Items listed in a dataset:

========================================================================

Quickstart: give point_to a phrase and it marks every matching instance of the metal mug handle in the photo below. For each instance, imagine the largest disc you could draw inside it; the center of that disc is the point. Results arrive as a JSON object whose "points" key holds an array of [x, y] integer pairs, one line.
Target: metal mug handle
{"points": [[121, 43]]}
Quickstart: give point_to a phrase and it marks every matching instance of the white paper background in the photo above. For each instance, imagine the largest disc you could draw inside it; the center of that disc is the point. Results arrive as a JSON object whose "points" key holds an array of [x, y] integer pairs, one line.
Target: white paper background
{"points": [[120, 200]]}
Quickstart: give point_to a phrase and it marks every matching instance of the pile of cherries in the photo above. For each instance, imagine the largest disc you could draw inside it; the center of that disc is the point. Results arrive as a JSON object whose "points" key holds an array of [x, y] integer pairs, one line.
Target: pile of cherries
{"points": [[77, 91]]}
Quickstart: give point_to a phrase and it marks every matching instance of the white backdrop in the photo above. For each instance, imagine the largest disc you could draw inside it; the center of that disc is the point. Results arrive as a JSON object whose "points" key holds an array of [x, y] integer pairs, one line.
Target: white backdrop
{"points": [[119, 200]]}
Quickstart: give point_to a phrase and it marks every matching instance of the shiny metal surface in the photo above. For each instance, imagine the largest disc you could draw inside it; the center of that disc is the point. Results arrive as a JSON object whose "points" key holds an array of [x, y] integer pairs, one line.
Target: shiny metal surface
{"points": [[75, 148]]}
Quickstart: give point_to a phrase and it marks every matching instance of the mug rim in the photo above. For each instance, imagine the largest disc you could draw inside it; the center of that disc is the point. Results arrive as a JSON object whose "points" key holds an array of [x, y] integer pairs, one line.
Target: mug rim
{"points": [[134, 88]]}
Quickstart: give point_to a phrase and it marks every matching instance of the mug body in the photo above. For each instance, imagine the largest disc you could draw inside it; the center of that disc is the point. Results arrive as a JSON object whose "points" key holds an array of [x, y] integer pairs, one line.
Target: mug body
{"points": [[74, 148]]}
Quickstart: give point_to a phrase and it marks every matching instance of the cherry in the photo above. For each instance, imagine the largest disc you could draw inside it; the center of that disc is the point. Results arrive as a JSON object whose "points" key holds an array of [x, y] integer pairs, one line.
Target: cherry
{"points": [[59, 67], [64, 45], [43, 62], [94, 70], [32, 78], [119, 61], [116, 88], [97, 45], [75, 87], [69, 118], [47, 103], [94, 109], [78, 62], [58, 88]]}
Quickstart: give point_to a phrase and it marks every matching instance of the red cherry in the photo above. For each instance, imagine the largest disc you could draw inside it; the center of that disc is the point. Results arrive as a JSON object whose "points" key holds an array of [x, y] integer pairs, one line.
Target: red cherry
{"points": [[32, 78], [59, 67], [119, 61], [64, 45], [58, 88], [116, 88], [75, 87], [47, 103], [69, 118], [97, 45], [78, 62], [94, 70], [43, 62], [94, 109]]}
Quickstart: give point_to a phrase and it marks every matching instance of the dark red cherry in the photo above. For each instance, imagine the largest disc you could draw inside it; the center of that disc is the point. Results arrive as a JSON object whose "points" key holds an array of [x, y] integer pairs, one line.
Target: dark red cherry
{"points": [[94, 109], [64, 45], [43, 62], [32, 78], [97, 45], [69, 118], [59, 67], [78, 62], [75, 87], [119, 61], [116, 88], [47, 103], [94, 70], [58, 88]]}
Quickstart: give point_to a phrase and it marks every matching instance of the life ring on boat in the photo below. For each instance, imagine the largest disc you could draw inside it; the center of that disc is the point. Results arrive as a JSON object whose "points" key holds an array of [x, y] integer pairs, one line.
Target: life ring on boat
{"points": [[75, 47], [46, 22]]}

========================================================================

PROBLEM REQUIREMENTS:
Using the entries above, copy out all lines that contain the string "below".

SOLUTION TO THE PROBLEM:
Quickstart: give point_to a phrase and it marks every matching instance of the metal mug handle in the photo below. For each instance, imagine the largest disc you could draw inside it; the center of that disc is the point. Results arrive as a JSON object whose "points" key holds an array of [x, y] integer pairs, one line.
Quickstart: give point_to a phrase and it marks every matching instance of the life ring on boat in the photo below. For each instance, imagine the largest disc you could draw inside it; the center of that disc is the point. Results arrive as a JSON object whose "points" key holds an array of [x, y] integer pairs, one line.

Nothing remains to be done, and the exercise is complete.